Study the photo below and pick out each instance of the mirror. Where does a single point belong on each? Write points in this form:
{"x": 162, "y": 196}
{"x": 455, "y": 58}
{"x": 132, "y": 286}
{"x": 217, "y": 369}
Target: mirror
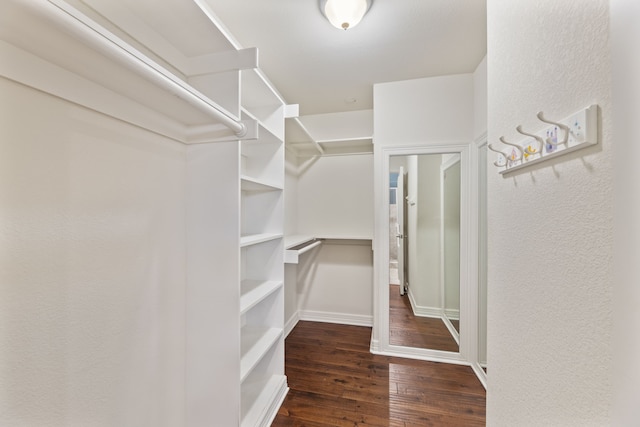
{"x": 424, "y": 251}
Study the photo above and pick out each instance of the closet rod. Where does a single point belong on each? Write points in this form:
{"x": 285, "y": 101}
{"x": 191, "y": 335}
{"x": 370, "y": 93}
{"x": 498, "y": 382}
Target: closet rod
{"x": 99, "y": 38}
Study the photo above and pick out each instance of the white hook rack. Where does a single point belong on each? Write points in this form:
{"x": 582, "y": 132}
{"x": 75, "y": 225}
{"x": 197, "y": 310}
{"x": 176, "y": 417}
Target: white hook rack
{"x": 579, "y": 130}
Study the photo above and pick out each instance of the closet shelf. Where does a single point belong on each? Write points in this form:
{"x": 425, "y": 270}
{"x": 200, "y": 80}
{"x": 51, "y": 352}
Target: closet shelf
{"x": 110, "y": 62}
{"x": 254, "y": 185}
{"x": 254, "y": 345}
{"x": 254, "y": 239}
{"x": 274, "y": 389}
{"x": 254, "y": 291}
{"x": 268, "y": 132}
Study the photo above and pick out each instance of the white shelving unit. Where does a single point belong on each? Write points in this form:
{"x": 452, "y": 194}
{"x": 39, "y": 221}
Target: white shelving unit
{"x": 136, "y": 62}
{"x": 262, "y": 254}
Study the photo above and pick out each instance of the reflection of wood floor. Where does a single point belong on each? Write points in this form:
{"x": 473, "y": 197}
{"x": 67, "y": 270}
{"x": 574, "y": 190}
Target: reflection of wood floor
{"x": 335, "y": 381}
{"x": 411, "y": 331}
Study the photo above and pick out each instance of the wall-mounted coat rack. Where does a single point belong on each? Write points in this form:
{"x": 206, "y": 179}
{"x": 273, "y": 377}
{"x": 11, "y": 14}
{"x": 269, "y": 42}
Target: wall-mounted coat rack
{"x": 579, "y": 130}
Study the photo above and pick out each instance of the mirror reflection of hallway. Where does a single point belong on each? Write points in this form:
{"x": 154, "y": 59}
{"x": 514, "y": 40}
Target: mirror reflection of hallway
{"x": 424, "y": 312}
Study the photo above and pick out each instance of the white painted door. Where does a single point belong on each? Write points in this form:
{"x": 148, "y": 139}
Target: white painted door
{"x": 400, "y": 233}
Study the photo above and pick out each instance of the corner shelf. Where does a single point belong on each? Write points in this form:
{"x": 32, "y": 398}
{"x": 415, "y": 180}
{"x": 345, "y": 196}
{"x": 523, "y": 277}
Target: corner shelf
{"x": 254, "y": 239}
{"x": 255, "y": 343}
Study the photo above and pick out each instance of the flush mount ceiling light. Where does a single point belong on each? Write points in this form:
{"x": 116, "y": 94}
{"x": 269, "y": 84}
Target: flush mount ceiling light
{"x": 344, "y": 14}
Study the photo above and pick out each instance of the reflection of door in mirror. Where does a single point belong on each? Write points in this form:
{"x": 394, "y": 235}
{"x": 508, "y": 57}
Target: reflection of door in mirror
{"x": 482, "y": 256}
{"x": 450, "y": 179}
{"x": 417, "y": 318}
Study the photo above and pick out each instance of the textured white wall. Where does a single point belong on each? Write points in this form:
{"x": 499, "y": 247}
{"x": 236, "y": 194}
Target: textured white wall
{"x": 93, "y": 268}
{"x": 625, "y": 33}
{"x": 550, "y": 228}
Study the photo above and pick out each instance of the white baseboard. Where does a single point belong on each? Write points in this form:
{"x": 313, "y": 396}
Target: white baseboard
{"x": 340, "y": 318}
{"x": 423, "y": 311}
{"x": 452, "y": 313}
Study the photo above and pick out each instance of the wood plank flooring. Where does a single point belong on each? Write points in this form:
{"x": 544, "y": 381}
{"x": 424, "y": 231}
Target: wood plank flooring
{"x": 412, "y": 331}
{"x": 335, "y": 381}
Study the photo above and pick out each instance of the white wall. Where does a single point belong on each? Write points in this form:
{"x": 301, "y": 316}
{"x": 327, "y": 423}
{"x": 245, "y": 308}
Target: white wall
{"x": 335, "y": 197}
{"x": 550, "y": 228}
{"x": 93, "y": 268}
{"x": 430, "y": 110}
{"x": 625, "y": 33}
{"x": 331, "y": 197}
{"x": 480, "y": 99}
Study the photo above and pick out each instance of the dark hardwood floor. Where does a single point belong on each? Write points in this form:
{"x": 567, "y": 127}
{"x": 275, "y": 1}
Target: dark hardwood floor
{"x": 409, "y": 330}
{"x": 335, "y": 381}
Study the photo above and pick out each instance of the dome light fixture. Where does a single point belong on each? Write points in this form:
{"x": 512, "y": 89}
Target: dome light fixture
{"x": 344, "y": 14}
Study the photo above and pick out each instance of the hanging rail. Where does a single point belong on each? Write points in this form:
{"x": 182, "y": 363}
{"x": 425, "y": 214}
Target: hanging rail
{"x": 102, "y": 40}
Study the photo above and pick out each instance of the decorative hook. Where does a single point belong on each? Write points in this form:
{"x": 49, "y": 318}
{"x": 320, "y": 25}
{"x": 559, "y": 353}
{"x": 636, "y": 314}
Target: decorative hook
{"x": 512, "y": 157}
{"x": 502, "y": 158}
{"x": 528, "y": 150}
{"x": 565, "y": 128}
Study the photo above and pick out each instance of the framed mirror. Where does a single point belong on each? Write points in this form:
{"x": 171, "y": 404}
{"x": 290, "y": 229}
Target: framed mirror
{"x": 421, "y": 252}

**What is asked:** Rewrite all of the material above, putting "locate" wherever "pick out" appears and changing nothing else. Leave the pictures out of your version.

**Exercise output:**
Study the photo below and locate each instance of the mirror. Where does a single point belong on each? Write points in this form:
{"x": 162, "y": 196}
{"x": 455, "y": 58}
{"x": 132, "y": 286}
{"x": 217, "y": 369}
Target: mirror
{"x": 424, "y": 251}
Study the photo above and locate each instance of the closet rod. Where does a single point belong on each? Write points in this form:
{"x": 285, "y": 101}
{"x": 191, "y": 335}
{"x": 370, "y": 93}
{"x": 498, "y": 382}
Target: closet rod
{"x": 99, "y": 38}
Study the photo above and locate each instance of the white hook rack. Where does a single point belong on each? Write points in this form:
{"x": 582, "y": 132}
{"x": 75, "y": 225}
{"x": 197, "y": 310}
{"x": 176, "y": 417}
Target: white hook rack
{"x": 579, "y": 130}
Study the photo above and locate each instance of the closet shelf. Where does a single point belong on each? Write points in this form:
{"x": 425, "y": 270}
{"x": 200, "y": 80}
{"x": 51, "y": 352}
Target: closet shelf
{"x": 110, "y": 62}
{"x": 254, "y": 185}
{"x": 254, "y": 345}
{"x": 254, "y": 239}
{"x": 274, "y": 389}
{"x": 254, "y": 291}
{"x": 268, "y": 132}
Study the photo above and locate each instance of the white shelving unit. Where does a single point belong on each? Write points in this form:
{"x": 452, "y": 194}
{"x": 39, "y": 221}
Target: white shelving unit
{"x": 136, "y": 62}
{"x": 262, "y": 254}
Study the photo above and locate each instance of the reflection of wood floor. Where does a single point belong on each? Write points in this form:
{"x": 473, "y": 197}
{"x": 67, "y": 270}
{"x": 574, "y": 190}
Target: reflection of wood floor
{"x": 335, "y": 381}
{"x": 411, "y": 331}
Study the photo above and locate each instance of the wall-mounted coat rack. Where does a single point belong on each? Write points in this form:
{"x": 206, "y": 179}
{"x": 273, "y": 377}
{"x": 11, "y": 14}
{"x": 269, "y": 42}
Target: wall-mounted coat rack
{"x": 579, "y": 130}
Study the photo above and locate each instance of the mirror reflection of hallway. Where does a single point belong on each? Write points in this form:
{"x": 154, "y": 59}
{"x": 514, "y": 40}
Target: mirror reflection of hallway
{"x": 424, "y": 312}
Study the photo above and locate each instance of the white painted door. Where does a single point belong on each? Write points in this form:
{"x": 148, "y": 139}
Target: white painted door
{"x": 400, "y": 233}
Study the photo above and locate each instance of the corner shelf. Where does a single point belong on each? Write points in this form:
{"x": 32, "y": 398}
{"x": 415, "y": 180}
{"x": 345, "y": 196}
{"x": 523, "y": 277}
Target: corner shelf
{"x": 254, "y": 239}
{"x": 255, "y": 343}
Study the photo above and locate each instance of the flush mount ceiling light. Where does a single point belong on each? Write points in this form:
{"x": 116, "y": 94}
{"x": 269, "y": 84}
Target: flush mount ceiling light
{"x": 344, "y": 14}
Study the photo above and locate each instance of the reflection of door in mirror. Where does a single point belong on each? Write points in this form:
{"x": 394, "y": 235}
{"x": 508, "y": 57}
Target: reflection of door in mirror
{"x": 482, "y": 256}
{"x": 450, "y": 179}
{"x": 417, "y": 318}
Study the photo above and locate each instance of the textured white wall. Where does a single point belong on each? Write points in this form:
{"x": 499, "y": 247}
{"x": 236, "y": 194}
Target: textured white wall
{"x": 93, "y": 268}
{"x": 625, "y": 33}
{"x": 550, "y": 228}
Study the photo above and locate each instance of the white baseboard. Where does a single point belong on each? Write points in this form:
{"x": 313, "y": 396}
Target: white baseboard
{"x": 340, "y": 318}
{"x": 423, "y": 311}
{"x": 452, "y": 313}
Study the photo above and locate each instance of the wood plank flooring. Where does a single point belong on each? Write points in this form:
{"x": 544, "y": 381}
{"x": 424, "y": 231}
Target: wood plank flooring
{"x": 412, "y": 331}
{"x": 335, "y": 381}
Study the photo above and locate each instance of the white wall. Where does a single point belong on each? Write points in this form:
{"x": 301, "y": 316}
{"x": 327, "y": 423}
{"x": 245, "y": 308}
Target: white wall
{"x": 335, "y": 197}
{"x": 550, "y": 228}
{"x": 93, "y": 268}
{"x": 430, "y": 110}
{"x": 625, "y": 33}
{"x": 331, "y": 197}
{"x": 480, "y": 99}
Study the photo above and locate each instance of the dark hardwood floor. Where does a single point belong on each? Write points in this form:
{"x": 567, "y": 127}
{"x": 275, "y": 1}
Target: dark hardwood floor
{"x": 409, "y": 330}
{"x": 335, "y": 381}
Study the photo above and locate each instance of the dome light fixture. Where does a single point belong on each? Write points in this form:
{"x": 512, "y": 89}
Target: dome light fixture
{"x": 344, "y": 14}
Study the photo above and locate each instance of the hanging rail. Where does a single point belong on each? Write points in this form:
{"x": 182, "y": 363}
{"x": 425, "y": 214}
Target: hanging rail
{"x": 102, "y": 40}
Study the photo above and locate each instance of the decorative hook. Where does a single point belong on each? Write points in this form:
{"x": 49, "y": 318}
{"x": 320, "y": 25}
{"x": 559, "y": 353}
{"x": 636, "y": 314}
Target: decorative hook
{"x": 512, "y": 157}
{"x": 502, "y": 158}
{"x": 528, "y": 150}
{"x": 565, "y": 128}
Study the photo above and locate each instance of the framed mirror. Where does a single point belong on each? Write points in this form:
{"x": 171, "y": 404}
{"x": 290, "y": 229}
Target: framed mirror
{"x": 421, "y": 252}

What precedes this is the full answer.